> **TEXTE ÉTUDIÉ**:
※ ※ ※

Les médisantes – Amandine BAZIN-JAMA – 2021 – Bookelis

Quatrième de couverture

Sophie et Valérie, deux quadragénères à l’humour grinçant, se retrouvent tous les lundis à la terrasse de leur café préféré. Elles s’amusent à observer les passants et les affubler de commentaires sarcastiques. Entre la grande qui ne s’entretient pas, la maigre mangeuse de graines, la famille parfaite et bien d’autres… Tout le monde en prend pour son grade. Jusqu’à ce qu’elles découvrent, dans une alternance de rire et d’effroi, à quel point elles se trompent.

Chronique

Comme certaines personnes, il m’arrive, dans les transports en commun, de regarder les passagers et d’imaginer leur vie. Sans pour autant la leur envier. Sophie, Valérie et, parfois, leur amie Eugénie font la même chose. C’est amusant et cela fait passer le temps. Elles posent un regard sur ce qui les entoure et imaginent ce que doit être la vie de ces humains. Elles s’arrêtent à la façade. Leur imagination correspond-elle à la réalité? Comment agiraient-elles si elles connaissaient la vraie vie de ces personnes? Si elles savaient…

Ces femmes qu’elles observent sont des femmes comme tout le monde. Elles ont des rêves aboutis ou pas. Elles vivent des vies  dans des moments durs, à l’instant T. Fortement compliquées ou pas. Elles ne laissent rien paraître. Les deux faces de la même médaille se révèlent. Elles racontent la réalité. Une réalité très loin des pronostics des deux femmes. Peu à peu, cette réalité s’introduit dans leur vie car la ville est petite  et, finalement, tout le monde se connait. Quelle sera la réaction de ces femmes face à la vérité? Peu à peu, elles s’immergent par pur hasard dans la vraie vie de ces femmes dont elles médisaient.

※ ※ ※

> **LIGNES FOURNIES**:
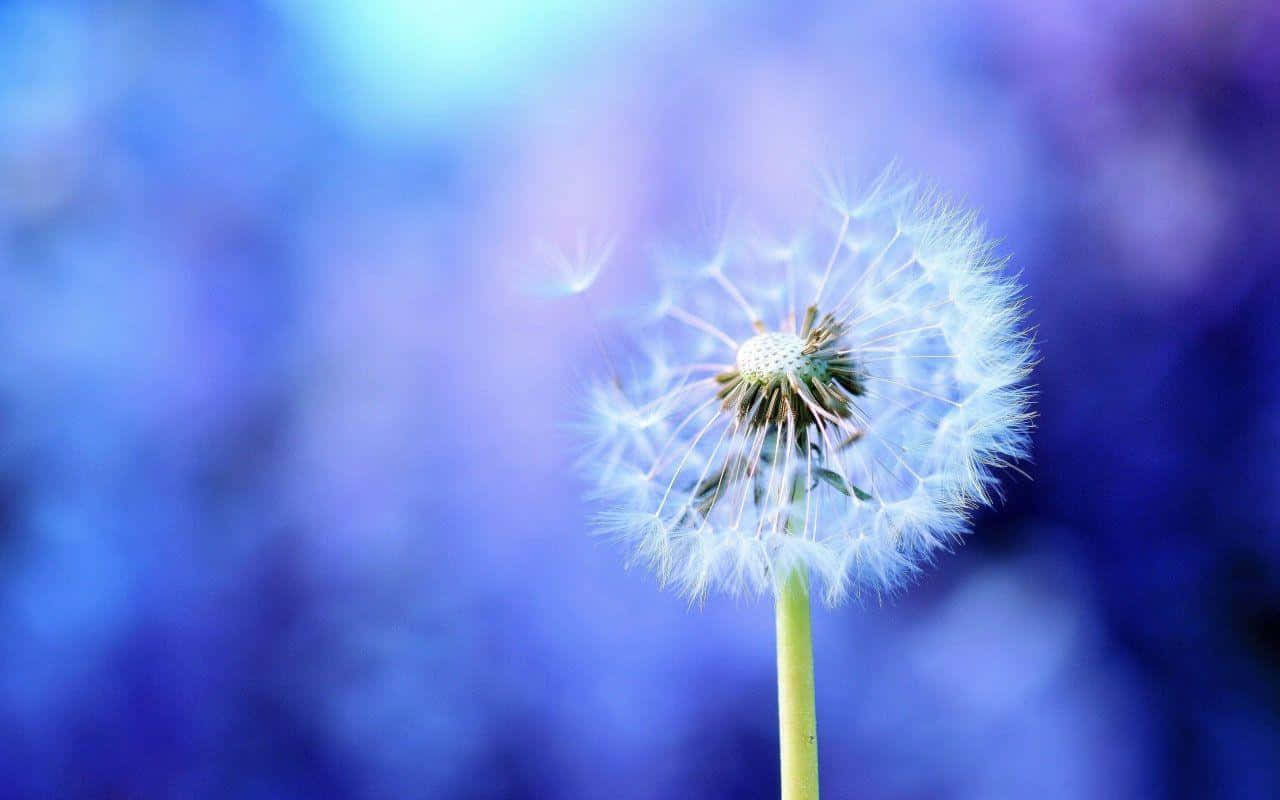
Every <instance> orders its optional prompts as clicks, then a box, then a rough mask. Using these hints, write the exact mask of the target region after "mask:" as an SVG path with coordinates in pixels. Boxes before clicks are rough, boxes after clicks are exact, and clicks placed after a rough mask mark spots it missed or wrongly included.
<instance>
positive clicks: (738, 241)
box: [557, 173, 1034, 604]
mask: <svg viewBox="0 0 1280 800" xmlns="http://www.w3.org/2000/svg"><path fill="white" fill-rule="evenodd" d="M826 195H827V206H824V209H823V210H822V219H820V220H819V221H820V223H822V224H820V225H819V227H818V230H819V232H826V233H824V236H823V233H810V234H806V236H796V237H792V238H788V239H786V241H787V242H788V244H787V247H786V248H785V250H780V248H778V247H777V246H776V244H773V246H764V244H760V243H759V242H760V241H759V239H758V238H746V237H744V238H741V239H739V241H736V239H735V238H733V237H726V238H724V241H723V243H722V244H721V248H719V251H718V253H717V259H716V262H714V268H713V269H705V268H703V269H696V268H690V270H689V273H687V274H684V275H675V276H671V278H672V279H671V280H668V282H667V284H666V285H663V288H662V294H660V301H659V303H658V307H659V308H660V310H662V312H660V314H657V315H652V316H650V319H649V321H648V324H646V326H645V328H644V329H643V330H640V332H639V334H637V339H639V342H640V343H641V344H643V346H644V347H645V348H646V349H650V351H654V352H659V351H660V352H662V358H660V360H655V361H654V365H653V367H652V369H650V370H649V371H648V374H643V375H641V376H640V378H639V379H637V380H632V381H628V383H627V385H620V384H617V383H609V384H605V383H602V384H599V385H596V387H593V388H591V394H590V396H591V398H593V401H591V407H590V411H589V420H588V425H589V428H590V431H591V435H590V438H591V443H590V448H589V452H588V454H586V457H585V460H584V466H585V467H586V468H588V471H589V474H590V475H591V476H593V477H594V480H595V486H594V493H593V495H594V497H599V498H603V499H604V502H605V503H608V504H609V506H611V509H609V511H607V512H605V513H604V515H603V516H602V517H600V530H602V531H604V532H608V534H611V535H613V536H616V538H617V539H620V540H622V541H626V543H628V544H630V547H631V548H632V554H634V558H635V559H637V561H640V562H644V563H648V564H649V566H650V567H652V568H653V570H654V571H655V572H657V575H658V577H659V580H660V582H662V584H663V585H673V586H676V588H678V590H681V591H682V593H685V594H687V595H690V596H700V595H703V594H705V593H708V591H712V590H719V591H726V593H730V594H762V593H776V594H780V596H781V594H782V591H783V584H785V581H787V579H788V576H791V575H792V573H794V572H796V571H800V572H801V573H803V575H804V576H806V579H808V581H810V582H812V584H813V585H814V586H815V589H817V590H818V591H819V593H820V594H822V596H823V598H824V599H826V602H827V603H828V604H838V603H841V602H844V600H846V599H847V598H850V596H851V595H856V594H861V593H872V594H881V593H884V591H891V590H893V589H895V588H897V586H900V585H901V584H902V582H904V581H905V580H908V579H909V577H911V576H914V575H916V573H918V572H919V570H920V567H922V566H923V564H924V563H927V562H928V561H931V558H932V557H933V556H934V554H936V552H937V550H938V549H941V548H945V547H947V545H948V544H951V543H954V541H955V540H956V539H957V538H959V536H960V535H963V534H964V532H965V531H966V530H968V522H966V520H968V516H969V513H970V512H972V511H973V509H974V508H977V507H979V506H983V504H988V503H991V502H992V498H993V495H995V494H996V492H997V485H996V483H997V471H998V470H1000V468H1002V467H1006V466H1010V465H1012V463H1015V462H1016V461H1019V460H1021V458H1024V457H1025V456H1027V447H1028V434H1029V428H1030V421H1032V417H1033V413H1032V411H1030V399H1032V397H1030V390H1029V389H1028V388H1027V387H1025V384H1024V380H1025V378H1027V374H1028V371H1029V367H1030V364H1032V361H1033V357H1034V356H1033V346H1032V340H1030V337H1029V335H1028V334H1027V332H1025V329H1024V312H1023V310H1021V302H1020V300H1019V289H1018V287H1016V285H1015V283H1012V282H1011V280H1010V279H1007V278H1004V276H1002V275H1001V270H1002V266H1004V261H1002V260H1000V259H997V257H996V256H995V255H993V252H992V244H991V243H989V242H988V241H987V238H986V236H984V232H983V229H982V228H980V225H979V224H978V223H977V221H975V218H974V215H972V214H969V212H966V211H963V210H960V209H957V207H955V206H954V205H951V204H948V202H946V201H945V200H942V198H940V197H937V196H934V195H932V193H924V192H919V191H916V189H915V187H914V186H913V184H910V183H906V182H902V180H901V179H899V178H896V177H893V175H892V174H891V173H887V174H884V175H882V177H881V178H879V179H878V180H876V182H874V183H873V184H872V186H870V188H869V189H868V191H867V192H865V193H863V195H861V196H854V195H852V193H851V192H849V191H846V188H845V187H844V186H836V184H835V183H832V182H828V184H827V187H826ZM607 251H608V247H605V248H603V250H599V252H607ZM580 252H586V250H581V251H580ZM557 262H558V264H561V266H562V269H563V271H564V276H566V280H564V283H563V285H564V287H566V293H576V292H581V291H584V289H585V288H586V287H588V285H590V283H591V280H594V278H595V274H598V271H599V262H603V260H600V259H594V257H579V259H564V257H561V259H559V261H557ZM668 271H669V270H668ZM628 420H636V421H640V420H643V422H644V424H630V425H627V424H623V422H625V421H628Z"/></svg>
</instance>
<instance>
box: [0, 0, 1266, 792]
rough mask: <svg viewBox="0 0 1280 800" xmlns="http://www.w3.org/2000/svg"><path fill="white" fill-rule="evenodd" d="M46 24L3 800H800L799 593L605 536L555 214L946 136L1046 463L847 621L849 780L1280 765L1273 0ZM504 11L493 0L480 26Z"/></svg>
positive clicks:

※ ※ ※

> **CONSIGNE 1**: Recopiez le passage du texte sur le roman Les médisantes en commençant à « Sophie et Valérie, deux » et en terminant à « elles se trompent. ».
> **CONSIGNE 2**: Poursuivez le texte sur le roman Les médisantes à la suite de sa dernière phrase.

> **RÉPONSE ATTENDUE 1**:
Sophie et Valérie, deux quadragénères à l’humour grinçant, se retrouvent tous les lundis à la terrasse de leur café préféré. Elles s’amusent à observer les passants et les affubler de commentaires sarcastiques. Entre la grande qui ne s’entretient pas, la maigre mangeuse de graines, la famille parfaite et bien d’autres… Tout le monde en prend pour son grade. Jusqu’à ce qu’elles découvrent, dans une alternance de rire et d’effroi, à quel point elles se trompent.

> **RÉPONSE ATTENDUE 2**:
C’est un roman qui, au début, présente une dualité: celle de femmes qui aiment imaginer la vie des gens qu’elles regardent. Puis, la vraie vie de ces personnes. Une réalité plus ou moins sombre. La lecture, face au style d’écriture, devient addictive. J’ai lu ce roman d’une seule traite tant j’étais plongée dans l’univers de ces personnages qui ne se connaissent pas. C’est un roman qui renforce l’idée que les apparences sont souvent trompeuses. Qui aborde avec profondeur les violences conjugales, la destruction de l’autre, la terrible souffrance de la personne qui subit cette violence. Cependant, la réalité des violences conjugales sont telles que l’imagination n’arrive pas à lui donner une réalité qui concorde avec les faits. Nous nous rendons, aussi, compte de la difficulté des victimes à parler. C’est un roman fort à mettre entre toutes les mains.